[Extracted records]
Start of Block
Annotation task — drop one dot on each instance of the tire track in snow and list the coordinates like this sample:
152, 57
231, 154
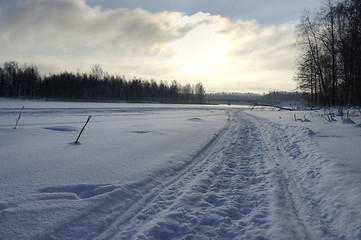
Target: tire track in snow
232, 189
225, 197
297, 211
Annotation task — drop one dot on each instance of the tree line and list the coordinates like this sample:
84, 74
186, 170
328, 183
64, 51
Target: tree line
26, 82
329, 65
276, 96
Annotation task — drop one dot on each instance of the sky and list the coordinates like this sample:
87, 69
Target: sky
228, 45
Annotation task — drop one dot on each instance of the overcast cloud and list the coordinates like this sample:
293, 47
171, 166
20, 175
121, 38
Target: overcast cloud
226, 54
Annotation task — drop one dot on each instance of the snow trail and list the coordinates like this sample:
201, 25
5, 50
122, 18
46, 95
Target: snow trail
255, 179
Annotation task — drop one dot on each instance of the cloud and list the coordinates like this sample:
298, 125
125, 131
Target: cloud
73, 23
225, 54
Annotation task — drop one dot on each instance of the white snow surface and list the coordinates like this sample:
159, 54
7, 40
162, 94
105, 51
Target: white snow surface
157, 171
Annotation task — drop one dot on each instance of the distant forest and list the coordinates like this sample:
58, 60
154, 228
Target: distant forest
329, 66
272, 97
26, 82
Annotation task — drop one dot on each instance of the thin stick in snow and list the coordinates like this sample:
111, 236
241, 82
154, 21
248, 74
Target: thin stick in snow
81, 131
17, 120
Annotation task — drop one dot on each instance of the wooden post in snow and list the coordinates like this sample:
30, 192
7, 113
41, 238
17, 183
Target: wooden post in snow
17, 120
81, 131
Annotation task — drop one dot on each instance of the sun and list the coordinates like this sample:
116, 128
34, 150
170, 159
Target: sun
201, 50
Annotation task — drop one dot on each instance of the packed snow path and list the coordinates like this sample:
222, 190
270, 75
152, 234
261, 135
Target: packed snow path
254, 180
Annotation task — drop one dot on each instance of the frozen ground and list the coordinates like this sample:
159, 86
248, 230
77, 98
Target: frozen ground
177, 172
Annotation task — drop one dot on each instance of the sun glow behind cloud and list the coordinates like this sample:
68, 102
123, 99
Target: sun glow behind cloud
225, 54
202, 49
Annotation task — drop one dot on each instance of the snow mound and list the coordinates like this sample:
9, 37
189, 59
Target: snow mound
143, 131
348, 121
81, 191
61, 128
195, 119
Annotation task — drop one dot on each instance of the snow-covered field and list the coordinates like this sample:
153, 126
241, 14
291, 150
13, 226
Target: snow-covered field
146, 171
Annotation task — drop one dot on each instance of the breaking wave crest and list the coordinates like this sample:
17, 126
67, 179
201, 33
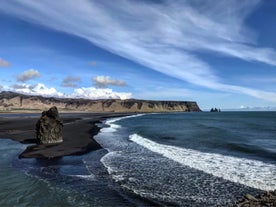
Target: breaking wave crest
252, 173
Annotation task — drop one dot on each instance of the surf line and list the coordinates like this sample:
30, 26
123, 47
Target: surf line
252, 173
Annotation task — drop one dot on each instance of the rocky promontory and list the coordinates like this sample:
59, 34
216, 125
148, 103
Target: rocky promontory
10, 101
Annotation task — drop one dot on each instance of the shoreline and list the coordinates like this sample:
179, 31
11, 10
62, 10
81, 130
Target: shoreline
78, 132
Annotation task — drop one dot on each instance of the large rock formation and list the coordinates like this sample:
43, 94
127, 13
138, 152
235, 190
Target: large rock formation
49, 127
10, 101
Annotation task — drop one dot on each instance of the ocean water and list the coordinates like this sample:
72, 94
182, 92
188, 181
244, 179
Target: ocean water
174, 159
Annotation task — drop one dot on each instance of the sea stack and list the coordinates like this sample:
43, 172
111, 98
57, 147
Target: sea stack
49, 127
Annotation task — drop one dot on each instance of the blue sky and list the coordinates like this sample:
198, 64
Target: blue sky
218, 53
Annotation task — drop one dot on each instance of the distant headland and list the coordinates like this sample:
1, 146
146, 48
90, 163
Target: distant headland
15, 102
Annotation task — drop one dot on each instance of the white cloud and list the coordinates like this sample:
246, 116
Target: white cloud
163, 37
70, 81
87, 93
37, 89
99, 93
104, 81
28, 75
4, 63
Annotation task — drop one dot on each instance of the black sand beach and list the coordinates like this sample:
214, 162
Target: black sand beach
78, 132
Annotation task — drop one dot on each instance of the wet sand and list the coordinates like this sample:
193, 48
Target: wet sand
78, 132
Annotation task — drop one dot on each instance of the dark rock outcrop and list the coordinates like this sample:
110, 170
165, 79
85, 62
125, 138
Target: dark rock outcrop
49, 127
10, 101
265, 199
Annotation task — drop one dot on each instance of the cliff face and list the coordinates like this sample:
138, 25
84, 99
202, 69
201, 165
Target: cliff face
10, 101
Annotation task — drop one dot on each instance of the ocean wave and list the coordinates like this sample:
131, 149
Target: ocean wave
114, 127
252, 173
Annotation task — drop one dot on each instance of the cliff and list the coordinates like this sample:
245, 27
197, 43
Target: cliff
10, 101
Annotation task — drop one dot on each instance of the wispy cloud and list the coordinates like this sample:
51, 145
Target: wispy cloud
4, 63
28, 75
105, 81
70, 81
99, 93
164, 37
35, 89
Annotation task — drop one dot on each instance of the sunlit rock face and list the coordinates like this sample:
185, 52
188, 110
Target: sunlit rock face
49, 127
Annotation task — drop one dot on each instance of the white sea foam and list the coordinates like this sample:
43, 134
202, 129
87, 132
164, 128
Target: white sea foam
113, 127
252, 173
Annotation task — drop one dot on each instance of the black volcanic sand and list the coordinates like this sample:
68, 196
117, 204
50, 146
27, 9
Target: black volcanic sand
78, 132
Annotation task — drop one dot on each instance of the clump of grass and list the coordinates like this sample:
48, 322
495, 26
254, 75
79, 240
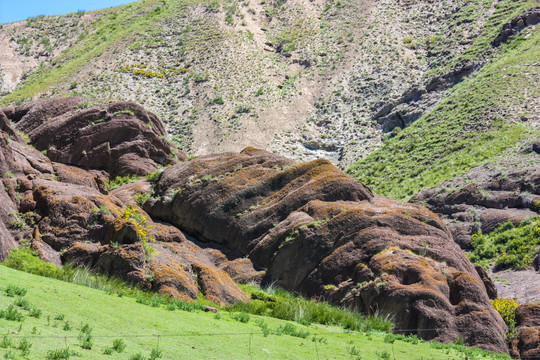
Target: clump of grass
118, 345
241, 316
6, 342
58, 354
26, 259
85, 337
281, 304
508, 246
12, 314
24, 345
14, 290
290, 329
35, 312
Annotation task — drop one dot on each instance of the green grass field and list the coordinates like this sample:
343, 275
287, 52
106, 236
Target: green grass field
155, 332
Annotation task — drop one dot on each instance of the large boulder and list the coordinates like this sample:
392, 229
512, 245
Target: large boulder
527, 344
319, 232
486, 197
121, 138
69, 215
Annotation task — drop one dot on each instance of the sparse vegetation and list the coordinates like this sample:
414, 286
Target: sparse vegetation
121, 180
508, 246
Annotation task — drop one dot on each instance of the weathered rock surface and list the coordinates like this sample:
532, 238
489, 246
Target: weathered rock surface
510, 29
313, 228
527, 344
70, 216
486, 197
121, 138
258, 217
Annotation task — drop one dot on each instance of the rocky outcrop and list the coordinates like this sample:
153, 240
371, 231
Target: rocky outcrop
250, 216
513, 27
527, 342
317, 231
70, 217
486, 197
121, 138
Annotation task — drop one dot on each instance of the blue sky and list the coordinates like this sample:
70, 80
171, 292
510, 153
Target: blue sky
15, 10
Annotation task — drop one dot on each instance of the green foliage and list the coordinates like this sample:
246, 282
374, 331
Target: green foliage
58, 354
461, 132
290, 329
6, 342
85, 337
155, 176
118, 345
155, 354
241, 316
121, 180
12, 314
280, 304
14, 290
24, 345
141, 198
133, 215
218, 100
508, 245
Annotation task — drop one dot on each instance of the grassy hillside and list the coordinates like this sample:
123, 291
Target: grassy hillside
483, 118
93, 324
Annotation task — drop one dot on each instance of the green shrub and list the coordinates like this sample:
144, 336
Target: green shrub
119, 345
35, 312
59, 354
508, 246
290, 329
278, 303
22, 302
241, 316
6, 342
14, 290
141, 198
155, 176
85, 337
155, 354
24, 346
12, 314
217, 100
121, 180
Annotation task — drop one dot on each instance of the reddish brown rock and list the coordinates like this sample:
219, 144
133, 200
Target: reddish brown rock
486, 197
312, 228
121, 138
172, 279
528, 331
217, 286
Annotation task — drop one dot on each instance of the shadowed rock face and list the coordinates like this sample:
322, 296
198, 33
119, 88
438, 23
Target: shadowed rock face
527, 342
70, 216
487, 196
317, 231
121, 138
258, 217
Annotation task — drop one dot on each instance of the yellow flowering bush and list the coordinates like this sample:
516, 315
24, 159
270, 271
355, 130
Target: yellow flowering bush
507, 309
133, 215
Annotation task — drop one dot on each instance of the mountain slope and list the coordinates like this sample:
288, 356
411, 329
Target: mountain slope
485, 118
225, 74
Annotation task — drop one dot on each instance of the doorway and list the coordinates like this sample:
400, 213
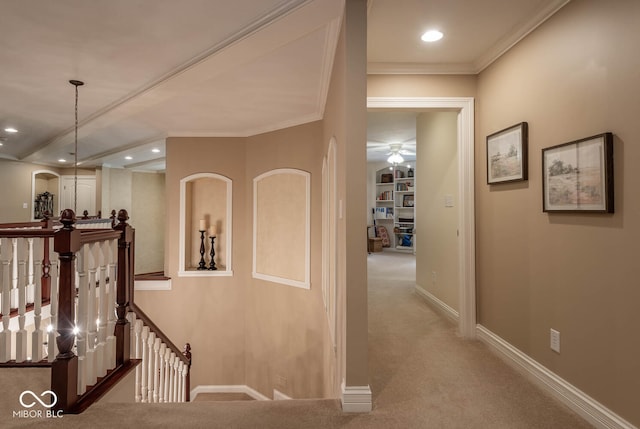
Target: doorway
465, 200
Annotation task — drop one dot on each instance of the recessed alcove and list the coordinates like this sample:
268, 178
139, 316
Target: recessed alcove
205, 204
45, 193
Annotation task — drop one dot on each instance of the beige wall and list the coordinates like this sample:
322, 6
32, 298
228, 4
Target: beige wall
148, 218
207, 312
437, 226
575, 76
286, 327
345, 120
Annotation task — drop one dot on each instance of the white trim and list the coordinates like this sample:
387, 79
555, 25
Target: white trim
182, 272
235, 388
584, 405
306, 283
356, 399
152, 284
442, 307
279, 396
466, 226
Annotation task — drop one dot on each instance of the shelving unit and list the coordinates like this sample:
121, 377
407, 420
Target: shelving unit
395, 205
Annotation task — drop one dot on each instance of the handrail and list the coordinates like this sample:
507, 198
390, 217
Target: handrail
67, 241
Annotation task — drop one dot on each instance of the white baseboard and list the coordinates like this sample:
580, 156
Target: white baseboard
443, 308
584, 405
236, 388
152, 284
279, 396
356, 399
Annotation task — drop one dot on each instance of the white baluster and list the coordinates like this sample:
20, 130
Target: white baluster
172, 377
144, 363
92, 326
161, 370
180, 381
37, 336
14, 273
176, 378
167, 374
30, 283
138, 351
21, 335
103, 362
185, 371
156, 370
112, 255
5, 335
150, 369
52, 347
82, 257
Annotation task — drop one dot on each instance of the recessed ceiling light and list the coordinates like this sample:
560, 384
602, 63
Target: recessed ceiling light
432, 36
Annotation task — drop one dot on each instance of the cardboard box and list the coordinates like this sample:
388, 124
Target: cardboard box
375, 244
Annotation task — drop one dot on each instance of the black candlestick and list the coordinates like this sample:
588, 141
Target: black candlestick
202, 265
212, 264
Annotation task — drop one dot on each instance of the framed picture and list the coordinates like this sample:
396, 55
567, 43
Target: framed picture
407, 200
578, 176
507, 154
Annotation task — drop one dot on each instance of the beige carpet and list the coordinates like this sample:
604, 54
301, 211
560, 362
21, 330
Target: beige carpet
422, 376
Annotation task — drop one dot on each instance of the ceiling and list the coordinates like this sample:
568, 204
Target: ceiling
160, 68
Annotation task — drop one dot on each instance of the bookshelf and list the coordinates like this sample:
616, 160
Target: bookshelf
395, 205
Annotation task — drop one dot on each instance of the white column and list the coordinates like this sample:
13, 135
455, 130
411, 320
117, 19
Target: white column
161, 372
5, 335
82, 257
30, 269
37, 336
150, 368
167, 375
52, 347
144, 364
138, 352
21, 335
111, 253
156, 369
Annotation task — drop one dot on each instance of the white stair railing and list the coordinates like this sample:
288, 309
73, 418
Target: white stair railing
22, 338
96, 354
161, 375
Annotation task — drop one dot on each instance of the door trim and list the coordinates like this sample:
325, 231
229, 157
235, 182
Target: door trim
466, 227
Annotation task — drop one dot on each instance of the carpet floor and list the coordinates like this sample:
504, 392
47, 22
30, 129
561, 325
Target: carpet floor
423, 375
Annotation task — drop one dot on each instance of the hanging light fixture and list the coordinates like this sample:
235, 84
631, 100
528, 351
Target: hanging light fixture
395, 159
75, 83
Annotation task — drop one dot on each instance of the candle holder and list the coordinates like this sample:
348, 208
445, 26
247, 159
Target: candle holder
212, 264
202, 265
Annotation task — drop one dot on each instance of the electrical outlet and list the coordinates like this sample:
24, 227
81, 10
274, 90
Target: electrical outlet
555, 341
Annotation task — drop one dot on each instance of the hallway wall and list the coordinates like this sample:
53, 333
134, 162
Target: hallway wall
437, 243
574, 77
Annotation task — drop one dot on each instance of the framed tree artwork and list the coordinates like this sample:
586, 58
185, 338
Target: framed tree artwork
578, 176
507, 154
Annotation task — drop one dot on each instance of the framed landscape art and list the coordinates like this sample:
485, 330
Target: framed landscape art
578, 176
507, 154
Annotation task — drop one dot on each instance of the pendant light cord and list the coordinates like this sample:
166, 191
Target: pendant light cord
75, 83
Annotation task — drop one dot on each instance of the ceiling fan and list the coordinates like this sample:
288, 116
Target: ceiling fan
394, 151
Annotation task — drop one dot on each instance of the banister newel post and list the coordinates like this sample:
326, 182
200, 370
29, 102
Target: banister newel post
64, 369
125, 277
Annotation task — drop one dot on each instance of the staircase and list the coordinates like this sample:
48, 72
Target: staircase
66, 297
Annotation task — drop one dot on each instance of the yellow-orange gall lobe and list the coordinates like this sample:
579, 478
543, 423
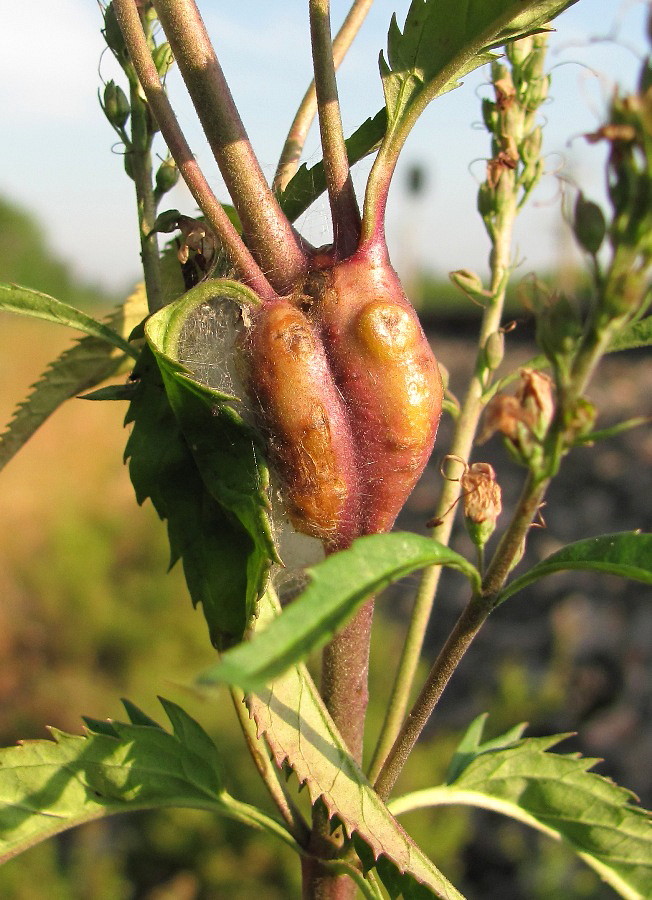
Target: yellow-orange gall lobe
386, 331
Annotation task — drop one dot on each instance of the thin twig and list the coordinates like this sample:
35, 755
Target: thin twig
269, 233
239, 256
344, 206
296, 139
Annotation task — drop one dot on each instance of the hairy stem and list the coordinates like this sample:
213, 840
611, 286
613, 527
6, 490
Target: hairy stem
270, 235
345, 670
344, 207
451, 655
294, 143
240, 257
267, 770
140, 155
461, 446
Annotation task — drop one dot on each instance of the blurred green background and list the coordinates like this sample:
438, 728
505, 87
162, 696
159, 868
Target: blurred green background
89, 614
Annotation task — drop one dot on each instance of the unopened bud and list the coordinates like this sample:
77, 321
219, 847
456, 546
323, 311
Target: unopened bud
537, 399
116, 105
163, 58
167, 176
589, 224
468, 282
494, 349
113, 35
518, 51
489, 114
530, 149
481, 501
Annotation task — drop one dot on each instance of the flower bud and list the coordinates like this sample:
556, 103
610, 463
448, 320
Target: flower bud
468, 282
167, 176
518, 51
494, 349
589, 224
530, 148
481, 501
163, 58
116, 105
113, 35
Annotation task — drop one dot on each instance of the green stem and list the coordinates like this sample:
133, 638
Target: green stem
344, 688
451, 655
344, 207
239, 255
461, 446
140, 153
267, 770
270, 235
296, 139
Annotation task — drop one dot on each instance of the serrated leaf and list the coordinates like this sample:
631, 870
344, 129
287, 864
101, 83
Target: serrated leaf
228, 453
213, 548
49, 786
310, 183
339, 586
637, 334
628, 554
555, 794
300, 732
444, 40
83, 366
27, 302
471, 745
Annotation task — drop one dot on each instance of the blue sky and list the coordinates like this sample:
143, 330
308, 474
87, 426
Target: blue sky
57, 158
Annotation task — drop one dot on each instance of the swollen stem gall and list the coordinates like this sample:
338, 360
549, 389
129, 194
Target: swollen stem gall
348, 393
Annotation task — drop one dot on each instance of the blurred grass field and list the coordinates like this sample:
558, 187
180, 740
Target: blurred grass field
89, 614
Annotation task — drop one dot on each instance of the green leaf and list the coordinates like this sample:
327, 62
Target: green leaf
26, 302
443, 40
555, 794
339, 586
49, 786
299, 731
628, 554
470, 746
309, 184
215, 549
228, 453
638, 334
86, 364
End of Block
**WHAT YOU SHOULD DO**
Print every line from the one that contains "Target: swollen stem gall" to the end of the records, exactly as written, and nothing more.

**RESPONSE TO THIS TASK**
Target: swollen stem gall
348, 393
Annotation task — drop one dot on each instance of the blurred grass field and list the coordinates like this sample:
558, 187
180, 740
Target: blurred grass field
89, 614
Annotation task — drop one dot on each instance of the green leaf and list the coordinates like this sample:
327, 62
Target: green leaf
26, 302
443, 40
555, 794
339, 586
49, 786
299, 731
628, 554
470, 746
309, 184
215, 549
228, 453
638, 334
86, 364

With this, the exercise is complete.